▶ [ACTION ITEM A] According to the biohacking text, why did the FBI begin sending representatives to DIYbio conferences in 2009? Answer in one to three sentences.
▶ [ACTION ITEM B] From the biohacking text, write out the stretch from "Heather Dewey-Hagborg is" through "computer-generated, 3-D portraits.".

Heather Dewey-Hagborg is an information artist and biohacker who uses genomic DNA left behind by people as a starting point for creating lifelike, computer-generated, 3-D portraits.

==Criticism and concerns==
Biohacking experiences many of the same criticisms as synthetic biology and genetic engineering already receive, plus other concerns relating to the distributed and non-institutional nature of the work, involving potential hazards with lack of oversight by professionals or governments. Concerns about biohackers creating pathogens in unmonitored garage laboratories led the Federal Bureau of Investigation (FBI) to begin sending its representatives to DIYbio conferences in 2009. The arrest and prosecution of some members for their work with harmless microbes, such as artivist Steve Kurtz, has been denounced as political repression by critics who argue the U.S. government has used post-9/11 anti-terrorism powers to intimidate artists and others who use their art to criticize society.

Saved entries
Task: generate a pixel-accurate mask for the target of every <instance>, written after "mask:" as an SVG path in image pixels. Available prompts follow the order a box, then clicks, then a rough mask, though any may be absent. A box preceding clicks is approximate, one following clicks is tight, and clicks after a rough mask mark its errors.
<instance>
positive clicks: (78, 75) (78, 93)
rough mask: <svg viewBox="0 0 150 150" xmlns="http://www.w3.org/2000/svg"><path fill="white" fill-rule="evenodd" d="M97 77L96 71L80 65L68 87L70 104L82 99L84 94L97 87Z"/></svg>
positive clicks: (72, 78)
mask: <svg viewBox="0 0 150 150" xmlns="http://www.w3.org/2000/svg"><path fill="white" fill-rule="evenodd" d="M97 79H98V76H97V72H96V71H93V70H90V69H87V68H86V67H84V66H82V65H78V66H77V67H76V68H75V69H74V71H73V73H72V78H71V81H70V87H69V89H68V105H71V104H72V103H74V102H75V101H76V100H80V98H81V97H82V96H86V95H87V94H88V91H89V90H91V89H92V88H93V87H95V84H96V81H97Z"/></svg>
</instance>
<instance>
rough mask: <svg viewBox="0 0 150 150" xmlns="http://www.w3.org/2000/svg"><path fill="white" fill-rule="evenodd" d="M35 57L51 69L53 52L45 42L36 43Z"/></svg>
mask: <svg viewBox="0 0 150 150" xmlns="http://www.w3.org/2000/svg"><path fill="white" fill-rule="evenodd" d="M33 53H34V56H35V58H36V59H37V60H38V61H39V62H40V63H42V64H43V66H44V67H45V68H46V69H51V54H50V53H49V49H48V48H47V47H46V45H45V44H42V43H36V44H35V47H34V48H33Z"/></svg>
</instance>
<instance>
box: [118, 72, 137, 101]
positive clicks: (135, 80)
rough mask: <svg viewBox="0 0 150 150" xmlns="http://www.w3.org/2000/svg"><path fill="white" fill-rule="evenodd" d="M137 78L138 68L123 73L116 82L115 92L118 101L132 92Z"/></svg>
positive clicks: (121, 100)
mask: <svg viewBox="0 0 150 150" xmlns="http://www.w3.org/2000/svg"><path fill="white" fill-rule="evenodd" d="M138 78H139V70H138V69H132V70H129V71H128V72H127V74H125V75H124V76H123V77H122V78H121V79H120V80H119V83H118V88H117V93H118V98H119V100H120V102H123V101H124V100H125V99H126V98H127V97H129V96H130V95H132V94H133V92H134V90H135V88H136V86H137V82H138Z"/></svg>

▶ [WRITTEN ANSWER A] The FBI began sending representatives to DIYbio conferences in 2009 because of concerns that biohackers might create pathogens in unmonitored garage laboratories.

▶ [WRITTEN ANSWER B]
Heather Dewey-Hagborg is an information artist and biohacker who uses genomic DNA left behind by people as a starting point for creating lifelike, computer-generated, 3-D portraits.